┌─ PROVIDED DATA
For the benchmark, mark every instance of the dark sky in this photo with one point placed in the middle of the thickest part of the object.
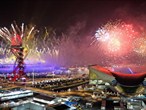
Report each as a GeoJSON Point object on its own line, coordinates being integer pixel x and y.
{"type": "Point", "coordinates": [64, 13]}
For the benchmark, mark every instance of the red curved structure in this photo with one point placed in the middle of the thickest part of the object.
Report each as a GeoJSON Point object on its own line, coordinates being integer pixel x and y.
{"type": "Point", "coordinates": [129, 79]}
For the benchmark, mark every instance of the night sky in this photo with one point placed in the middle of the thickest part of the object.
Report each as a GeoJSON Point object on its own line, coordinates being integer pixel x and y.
{"type": "Point", "coordinates": [60, 14]}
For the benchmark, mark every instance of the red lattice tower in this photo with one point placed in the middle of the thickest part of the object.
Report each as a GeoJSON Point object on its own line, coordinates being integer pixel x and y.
{"type": "Point", "coordinates": [17, 50]}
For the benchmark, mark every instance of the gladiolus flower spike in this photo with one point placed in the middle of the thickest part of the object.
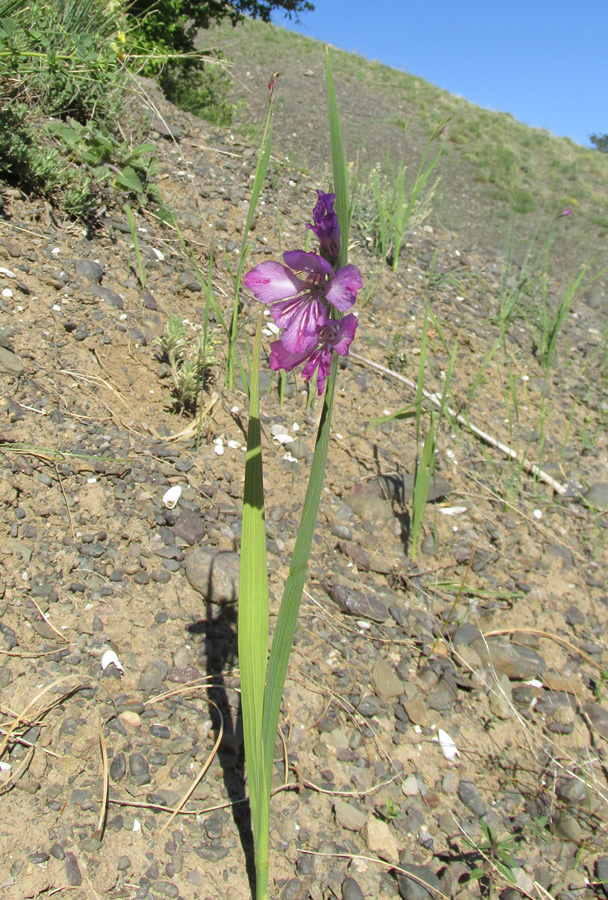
└─
Starting at the line that contains "For the benchmark, mark every instance of the night" and ending at the end of the records, rewrite those lines with "thickest part" swapped for "widest part" and nothing else altered. Omit the pictures.

For the benchmark, mark every instance of the night sky in this photo with one point placed in the middle of the widest part of the object.
Report each as a GeoJSON Point object on its own line, coordinates being integer pixel x and y.
{"type": "Point", "coordinates": [60, 14]}
For the benchmark, mark every instance of the red lattice tower in this photo with one point placed in the middle of the widest part of the object.
Report each as a GeoJSON Point object on its own line, coordinates being integer pixel x and y.
{"type": "Point", "coordinates": [17, 50]}
For the benchmark, mark every instance of the gladiolus flower spike in this photo with one point placed in the middle of the widest part of the object.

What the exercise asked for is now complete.